Dokumen:
::::
Ketoprak yang
Tidak Lagi Lucu
Franz Magnis-Suseno ; Guru Besar Emeritus STF Driyarkara
|
KOMPAS,
06 Oktober 2012
Menurut para ahli, jumlah orang ”PKI” dan
”terlibat” yang dibunuh pada Oktober 1965-Februari 1966 minimal setengah juta
dan maksimal 3 juta orang. Angka terakhir disebut oleh Sarwo Edhie, Komandan
Resimen Pasukan Komando Angkatan Darat yang berperan menumpas PKI kala itu.
Kalaupun kita mengasumsikan angka korban
terkecil (500.000 orang), pembunuhan itu masih termasuk empat pembantaian
paling mengerikan yang pernah dilakukan umat manusia dalam bagian kedua abad
ke-20.
Yang pertama adalah kematian 30 juta orang
atau lebih di China akibat ”kebijaksanaan” politik Mao Zedong. Kedua,
pembunuhan 2 juta orang oleh rezim Pol Pot di Kamboja.
Ketiga, pembunuhan
800.000 orang Tutsi dalam aksi genosida di Rwanda.
Sempat muncul omongan
pemerintah mau minta maaf. Namun, sekarang justru mereka yang dibunuh dan
jutaan korban lain yang ditahan, disiksa, diperkosa, tanpa jelas apa
kesalahannya, yang disuruh minta maaf lebih dahulu!
Peristiwa Kelam
Betul, saya sepakat bahwa komunisme adalah
ideologi jahat dan PKI merupakan ancaman serius. Saya pun merasa lega ancaman
PKI tidak ada lagi.
Dalam Peristiwa Madiun 1948 dikatakan bahwa
para pemberontak yang dipimpin Muso membunuh sekitar 4.000 orang, banyak di
antaranya ulama dan tokoh agama lokal. Bisa dimengerti bahwa ingatan terhadap
peristiwa itu tidak padam.
Jelas juga, saya mengalami dan turut
merasakan, pada 1965 suasana begitu serius. Ada semacam perasaan ”kami atau
mereka”. Dalam udara, bau akan terjadi perang Bharatayudha begitu kuat.
::::
Entri kontur berlabel:

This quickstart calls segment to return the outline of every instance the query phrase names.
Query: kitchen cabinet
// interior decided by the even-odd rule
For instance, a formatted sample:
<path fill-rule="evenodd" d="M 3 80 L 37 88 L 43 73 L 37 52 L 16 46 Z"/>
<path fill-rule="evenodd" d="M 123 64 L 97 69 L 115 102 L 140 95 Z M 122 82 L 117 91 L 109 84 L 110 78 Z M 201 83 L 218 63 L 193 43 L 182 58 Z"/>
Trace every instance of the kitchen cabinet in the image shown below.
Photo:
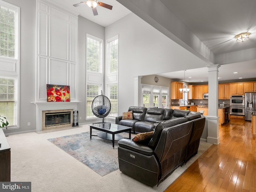
<path fill-rule="evenodd" d="M 180 93 L 180 89 L 183 88 L 183 84 L 179 82 L 171 82 L 171 99 L 182 99 L 183 94 Z"/>
<path fill-rule="evenodd" d="M 229 84 L 219 84 L 219 99 L 230 99 Z"/>
<path fill-rule="evenodd" d="M 219 123 L 224 124 L 225 123 L 225 108 L 218 109 L 218 116 L 219 118 Z"/>
<path fill-rule="evenodd" d="M 256 82 L 246 82 L 244 83 L 244 92 L 256 92 Z"/>
<path fill-rule="evenodd" d="M 208 93 L 208 85 L 203 86 L 203 93 Z"/>
<path fill-rule="evenodd" d="M 202 85 L 195 86 L 194 97 L 195 99 L 203 99 L 203 87 Z"/>
<path fill-rule="evenodd" d="M 197 112 L 200 112 L 201 110 L 203 110 L 204 115 L 208 115 L 208 108 L 203 108 L 202 107 L 197 108 Z"/>
<path fill-rule="evenodd" d="M 231 83 L 230 86 L 230 95 L 244 94 L 243 83 Z"/>
<path fill-rule="evenodd" d="M 254 135 L 256 134 L 256 115 L 252 116 L 252 133 Z"/>

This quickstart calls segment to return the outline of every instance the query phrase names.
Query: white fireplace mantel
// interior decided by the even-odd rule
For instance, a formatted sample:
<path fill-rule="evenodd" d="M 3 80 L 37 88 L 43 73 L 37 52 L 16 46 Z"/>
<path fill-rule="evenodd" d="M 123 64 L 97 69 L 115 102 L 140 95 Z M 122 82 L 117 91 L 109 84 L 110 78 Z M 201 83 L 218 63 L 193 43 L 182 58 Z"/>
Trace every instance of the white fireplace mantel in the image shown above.
<path fill-rule="evenodd" d="M 31 102 L 36 105 L 36 131 L 42 130 L 42 111 L 63 109 L 73 109 L 76 111 L 77 104 L 81 102 Z"/>

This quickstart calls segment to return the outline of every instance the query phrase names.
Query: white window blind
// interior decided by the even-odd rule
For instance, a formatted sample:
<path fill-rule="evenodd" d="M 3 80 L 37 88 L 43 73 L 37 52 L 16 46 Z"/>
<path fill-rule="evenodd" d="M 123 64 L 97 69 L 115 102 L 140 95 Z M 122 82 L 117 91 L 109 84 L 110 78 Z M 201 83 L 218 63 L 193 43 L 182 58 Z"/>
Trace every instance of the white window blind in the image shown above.
<path fill-rule="evenodd" d="M 160 93 L 160 89 L 156 88 L 153 88 L 153 94 L 154 95 L 159 95 Z"/>
<path fill-rule="evenodd" d="M 151 88 L 150 87 L 143 87 L 142 92 L 144 94 L 151 94 Z"/>
<path fill-rule="evenodd" d="M 110 67 L 109 72 L 116 72 L 118 71 L 118 39 L 109 42 Z"/>
<path fill-rule="evenodd" d="M 101 40 L 87 36 L 86 62 L 87 71 L 102 72 Z"/>
<path fill-rule="evenodd" d="M 0 115 L 6 118 L 9 126 L 16 124 L 17 79 L 0 77 Z"/>
<path fill-rule="evenodd" d="M 111 111 L 110 116 L 117 116 L 118 109 L 118 89 L 117 84 L 112 84 L 108 86 L 110 92 L 109 100 L 111 103 Z"/>
<path fill-rule="evenodd" d="M 0 4 L 0 56 L 16 57 L 16 11 Z"/>
<path fill-rule="evenodd" d="M 168 92 L 169 90 L 166 89 L 162 89 L 162 95 L 168 95 Z"/>

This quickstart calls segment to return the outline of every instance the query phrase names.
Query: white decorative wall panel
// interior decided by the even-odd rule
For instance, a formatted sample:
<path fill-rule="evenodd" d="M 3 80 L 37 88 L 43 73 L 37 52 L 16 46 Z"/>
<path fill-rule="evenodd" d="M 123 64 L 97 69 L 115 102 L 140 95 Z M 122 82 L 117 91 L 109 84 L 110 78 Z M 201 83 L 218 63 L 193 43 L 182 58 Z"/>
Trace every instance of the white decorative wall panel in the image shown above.
<path fill-rule="evenodd" d="M 76 100 L 78 15 L 53 2 L 36 2 L 36 102 L 46 102 L 47 84 L 70 86 Z"/>
<path fill-rule="evenodd" d="M 69 16 L 68 14 L 64 13 L 63 12 L 59 11 L 51 6 L 50 6 L 50 14 L 51 16 L 64 20 L 66 22 L 68 22 L 69 21 L 68 18 Z"/>
<path fill-rule="evenodd" d="M 39 54 L 47 55 L 47 15 L 43 12 L 39 12 Z"/>
<path fill-rule="evenodd" d="M 39 90 L 38 97 L 39 99 L 43 99 L 46 96 L 47 59 L 39 57 L 39 60 L 38 76 L 40 83 L 38 85 Z"/>
<path fill-rule="evenodd" d="M 68 24 L 50 16 L 50 56 L 68 59 Z"/>
<path fill-rule="evenodd" d="M 102 75 L 101 74 L 88 74 L 87 76 L 89 83 L 99 83 L 102 81 Z"/>
<path fill-rule="evenodd" d="M 50 84 L 69 85 L 67 62 L 50 59 L 49 70 Z"/>
<path fill-rule="evenodd" d="M 70 98 L 75 99 L 76 98 L 76 65 L 74 63 L 70 64 Z"/>
<path fill-rule="evenodd" d="M 72 61 L 76 60 L 76 26 L 73 25 L 70 25 L 70 60 Z"/>

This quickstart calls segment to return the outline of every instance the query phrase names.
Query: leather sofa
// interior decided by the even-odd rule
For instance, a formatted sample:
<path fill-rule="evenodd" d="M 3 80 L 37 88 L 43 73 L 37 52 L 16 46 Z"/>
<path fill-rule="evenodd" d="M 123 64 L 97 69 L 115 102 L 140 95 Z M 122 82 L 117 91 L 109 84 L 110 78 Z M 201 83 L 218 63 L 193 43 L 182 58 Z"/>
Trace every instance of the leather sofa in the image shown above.
<path fill-rule="evenodd" d="M 197 153 L 205 123 L 204 116 L 192 114 L 159 123 L 149 142 L 121 139 L 120 170 L 147 185 L 158 184 Z"/>
<path fill-rule="evenodd" d="M 128 111 L 132 111 L 133 119 L 122 119 L 122 116 L 116 117 L 116 124 L 132 128 L 134 133 L 154 130 L 158 123 L 165 120 L 187 116 L 190 111 L 131 106 Z"/>

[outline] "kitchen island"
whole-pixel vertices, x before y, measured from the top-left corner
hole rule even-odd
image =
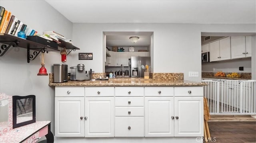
::::
Lanjutkan artikel tentang pembunuhan massal 1965–1966 itu, mulai dari kalimat sesudah kalimat terakhir yang ditampilkan.

Hasil Latihan:
Semua itu menjadi latar belakang mengapa sesudah
Gerakan 30 September bergerak, suatu pemecahan damai— yang didambakan Presiden
Soekarno, jauh dari apa yang membara dalam masyarakat—sepertinya tidak mungkin.
Mari kita urutkan lagi. Peristiwa tahun 1948
korbannya 4.000 orang, kemudian antara 1948-1965 korban mati akibat keganasan
PKI masih bisa dihitung dengan jari dua tangan, dan terakhir peristiwa 1965.
Sepanjang 1965-1966 ada 500.000 orang dibunuh, hampir 2 juta orang ditangkap
(angka yang pernah disebutkan Sudomo, Panglima Komando Pemulihan Keamanan dan
Ketertiban atau Kopkamtib 1978-1988), dan ratusan ribu ditahan lebih dari 10
tahun tanpa pengadilan, sering dalam keadaan amat tidak manusiawi.
Ini belum termasuk 10 juta orang yang
distigmatisasi, dihancurkan identitasnya sebagai warga negara, dihina,
dipersetan. Dan, sekarang mereka yang harus minta maaf? Bagaimana itu?
Perlu diperhatikan, pembunuhan yang
melibatkan masyarakat—biasanya ormas pemuda— terjadi tidak hanya di Jawa Timur,
tetapi juga di Bali, Flores, Sumatera Utara, dan beberapa tempat lain. Artinya,
pembunuhan itu bukan urusan satu golongan atau kelompok saja. Yang jelas, yang
bertanggung jawab atas kejahatan itu adalah militer. Adalah tidak mungkin
rakyat terlibat dalam pembunuhan tanpa mendapat petunjuk dan angin oleh
militer.
Sekarang dikatakan bahwa pembunuhan dalam
ukuran genosida itu perlu karena ”kalau peristiwa itu tak terjadi, negara kita
tak akan seperti sekarang”.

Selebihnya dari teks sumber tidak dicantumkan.